▸ **Source document**:
◇ ◇ ◇ ◇
As the pandemic progressed, refugees experienced deeper health precarity due to the processes surrounding vaccination access. By the end of March 2020, the Indonesian government introduced a digital COVID-19 contact-tracing app “Peduli Lindungi”. Through this app users could register for vaccinations and vaccinated users had access to public facilities and mass transport. To schedule an appointment for vaccination, people had to upload a 16-digit government-issued civil registry number, which only citizens, permanent residents, and foreigners with work visas possess. Refugees did not have access to this government issued number and hence could not register for vaccinations.
Despite this, the Indonesian Ministry of Health opted for a comprehensive commitment to addressing the pandemic throughout Indonesia which required the COVID-19 services to be made accessible and available to all foreign nationals, independent of their social and legal migration status. A Circular Note, issued by the Government of Indonesia on 10 June 2020, ensured access for registered refugees (UNHCR ID card holders) to COVID-19 related services. Even though the service delivery was not as efficient as hoped, from September 2021 onwards, refugees too could get vaccinated by private providers without paying from their own pockets.
However, those who received their vaccinations at local health clinics under the public vaccination plan did not receive an electronic vaccine certificate but only a handwritten slip that they could upload to the Peduli Lindungi app. Access to public space was therefore out of question. Eventually the UNHCR, with the support of an Indonesian state-owned pharmaceutical company Bio Farma, developed a system to generate a different registration number to allow refugees to register in the app and thereby reclaim some basic mobility rights.
What might appear somehow banal gave hope to subsequent forms of inclusion of refugees in Indonesia. The UNHCR kept demanding that refugees be entitled to universal health coverage in Indonesia. Unfortunately, nothing much has happened in this regard. To date, all registered refugees have access to only low-cost primary healthcare at local Community Health Center (PUSKESMAS) and for which they have to pay themselves. More expensive treatments need to be requested from UNHCR, but only every second request is granted. Realistically, in order to be able to pay the monthly premiums, refugees in Indonesia require the right to work and make an income.
◇ ◇ ◇ ◇
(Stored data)
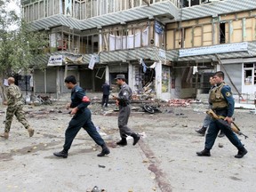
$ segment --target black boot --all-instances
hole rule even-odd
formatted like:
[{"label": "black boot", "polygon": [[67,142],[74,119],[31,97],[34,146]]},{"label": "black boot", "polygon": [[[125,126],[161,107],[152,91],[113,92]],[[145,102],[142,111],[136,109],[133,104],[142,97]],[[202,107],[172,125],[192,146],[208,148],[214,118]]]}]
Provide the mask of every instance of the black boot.
[{"label": "black boot", "polygon": [[224,136],[225,136],[225,133],[220,130],[220,132],[218,135],[218,137],[221,138],[221,137],[224,137]]},{"label": "black boot", "polygon": [[203,151],[196,152],[199,156],[211,156],[211,153],[209,149],[204,148]]},{"label": "black boot", "polygon": [[125,138],[122,138],[121,140],[119,140],[118,142],[116,142],[116,145],[120,145],[120,146],[125,146],[127,145],[127,140]]},{"label": "black boot", "polygon": [[247,154],[247,150],[246,148],[244,148],[244,147],[240,149],[238,149],[238,153],[237,155],[235,156],[236,158],[242,158],[245,154]]},{"label": "black boot", "polygon": [[62,151],[60,151],[60,152],[54,152],[53,155],[59,157],[67,158],[68,151],[63,149]]},{"label": "black boot", "polygon": [[140,140],[140,136],[139,134],[136,133],[132,133],[131,134],[131,136],[133,138],[133,146],[137,144],[137,142]]},{"label": "black boot", "polygon": [[203,126],[201,129],[196,130],[196,132],[198,132],[199,134],[204,136],[206,129],[207,129],[207,127]]},{"label": "black boot", "polygon": [[108,155],[110,153],[109,149],[108,148],[108,147],[106,146],[106,144],[101,146],[102,150],[100,154],[98,154],[98,156],[104,156],[106,155]]}]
◇ ◇ ◇ ◇
▸ **Task goal**:
Update the passage on refugees' vaccine access in Indonesia from "As the pandemic" to "register for vaccinations.", replacing "Indonesian government" with "Government of Indonesia".

▸ **Output of the exercise**:
As the pandemic progressed, refugees experienced deeper health precarity due to the processes surrounding vaccination access. By the end of March 2020, the Government of Indonesia introduced a digital COVID-19 contact-tracing app “Peduli Lindungi”. Through this app users could register for vaccinations and vaccinated users had access to public facilities and mass transport. To schedule an appointment for vaccination, people had to upload a 16-digit government-issued civil registry number, which only citizens, permanent residents, and foreigners with work visas possess. Refugees did not have access to this government issued number and hence could not register for vaccinations.